» ACTIVITY LIST
(1) Decide whether each statement below agrees with the text on the Turin installations: (a) Fake Paradise belongs to the Night Soil series; (b) the circus bombing in Karlsruhe happened in 1916; (c) the phantom circus in Blutbad Parade returns every fifty years. For each, answer yes or no and quote the deciding words of the text.
(2) Carry on the text about the two Turin installations, starting after its last sentence.

» DOCUMENT SEGMENT
In Turin the cycle hosts two large installations, Fake Paradise by Melanie Bonajo and Blutbad Parade by Pauline Curnier-Jardin. Through multiform artistic paths that combine performative, cinematographic and installation language, the two artists investigate moments of collective bodily expression and collaborative experimentation, to re-calibrate hegemonic and normative discourses on identity, gender and sexuality. In particular, intertwining together their interests for radical traditions and ancestral rituals, the potential of media and technology, and tactics of world-building, their practices explore different expanded forms of narratives, often resulting in complex installations with a strong visual impact.

Melanie Bonajo’s Fake Paradise is part of her experimental semi-documentary films series Night Soil, dedicated to cultural phenomena that contradict the linear progression of the capitalism and its values system. The piece considers the spiritual, medicinal and social dimensions of ayahuasca, an Amazonian plant with psychedelic properties. Navigating personal stories of experiences and perspectives induced by ayahuasca, the video installation pays close attention to the female voice, which has traditionally has been neglected in psychedelic research and popular culture. In 1916 in the city of Karlsruhe, the French air force bombed a circus in the middle of a performance, killing hundreds of civilians, including many women and children. Starting from this historical fact, Pauline Curnier Jardin’s installation Blutbad Parade, narrates the story of a phantom circus that returns every hundred years to play again on the site of original violence. The work woven together her interest for the carnivalesque and avant-guarde, tracing an inquiry into the categories of the deviant, the monstrous and the aberrancy of the war.

» RECORD EXCERPTS
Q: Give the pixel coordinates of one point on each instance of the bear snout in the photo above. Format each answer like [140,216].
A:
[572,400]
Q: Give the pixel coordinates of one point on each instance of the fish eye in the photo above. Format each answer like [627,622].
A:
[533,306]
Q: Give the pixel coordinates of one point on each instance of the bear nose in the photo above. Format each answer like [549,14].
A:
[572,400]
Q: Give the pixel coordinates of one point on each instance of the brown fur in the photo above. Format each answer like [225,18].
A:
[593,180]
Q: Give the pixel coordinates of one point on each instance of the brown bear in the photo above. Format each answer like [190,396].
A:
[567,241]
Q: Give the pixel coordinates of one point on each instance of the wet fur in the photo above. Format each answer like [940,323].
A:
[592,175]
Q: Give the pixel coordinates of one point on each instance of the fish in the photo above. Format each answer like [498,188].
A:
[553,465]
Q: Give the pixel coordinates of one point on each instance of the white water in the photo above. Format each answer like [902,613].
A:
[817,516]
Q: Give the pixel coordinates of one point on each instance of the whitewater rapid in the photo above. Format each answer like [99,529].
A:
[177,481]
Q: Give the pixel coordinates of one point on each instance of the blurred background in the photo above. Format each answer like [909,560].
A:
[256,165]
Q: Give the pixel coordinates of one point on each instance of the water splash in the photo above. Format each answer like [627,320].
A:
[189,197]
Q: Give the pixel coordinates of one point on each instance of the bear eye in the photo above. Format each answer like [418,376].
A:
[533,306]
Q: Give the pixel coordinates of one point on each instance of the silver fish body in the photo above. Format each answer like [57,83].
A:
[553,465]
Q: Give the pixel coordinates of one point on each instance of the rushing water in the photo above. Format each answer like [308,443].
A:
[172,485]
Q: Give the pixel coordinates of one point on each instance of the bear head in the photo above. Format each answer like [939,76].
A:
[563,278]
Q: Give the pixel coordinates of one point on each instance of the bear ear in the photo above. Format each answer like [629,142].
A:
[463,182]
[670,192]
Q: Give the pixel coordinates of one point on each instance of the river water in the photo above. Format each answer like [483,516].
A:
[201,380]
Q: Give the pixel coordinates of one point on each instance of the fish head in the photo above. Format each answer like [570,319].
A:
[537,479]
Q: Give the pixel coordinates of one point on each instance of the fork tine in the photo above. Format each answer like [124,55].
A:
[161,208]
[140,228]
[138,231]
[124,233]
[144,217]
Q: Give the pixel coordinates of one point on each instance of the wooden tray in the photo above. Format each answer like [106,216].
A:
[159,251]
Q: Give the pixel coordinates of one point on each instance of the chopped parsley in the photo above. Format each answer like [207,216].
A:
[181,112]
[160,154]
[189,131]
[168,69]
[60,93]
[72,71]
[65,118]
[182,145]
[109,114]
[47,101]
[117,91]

» ANSWER LIST
(1)
(a) Yes: "Fake Paradise is part of her experimental semi-documentary films series Night Soil"
(b) Yes: "In 1916 in the city of Karlsruhe, the French air force bombed a circus in the middle of a performance"
(c) No: "a phantom circus that returns every hundred years to play again on the site of original violence"

(2)
Melanie Bonajo

Melanie Bonajo had her first international solo exhibition in FOAM, The Netherlands (2016). The Frankfurter Kunstverein followed with a major solo exhibition in 2017: ‘Single Mother Songs from the End of Nature’ . In 2018, Bonnefantenmuseum Maastricht presented her solo exhibition ‘The death of Melanie Bonajo: how to unmodernize yourself and become an elf in 12 steps’. Melanie Bonajo’s work has been shown in international exhibitions throughout Europe: Kunsthaus Dresden (2020); Museum für Neue Kunst Freiburg, DE (2020); Stedelijk Museum Amsterdam (2019/20); Pori Museum (2019); Rencontres d’Arles, F (2019); Palais de Tokyo, Paris (2019); Guangzhou Triennial (2018/19); Kunsthalle Lingen (2019); Design Museum, Ghent (2019); Museum de Fundatie, Zwolle (2018/19); Museum Marta Herford (2018); Haus der Kunst, München (2018), Manifesta 12, Palermo (2018), Riga International Biennial of Contemporary Art (2018). Melanie Bonajo was nominated for the Nam June Paik Award (2018), the Prix de Rome (2017) and shortlisted for the 57th Venice Biennale (2016).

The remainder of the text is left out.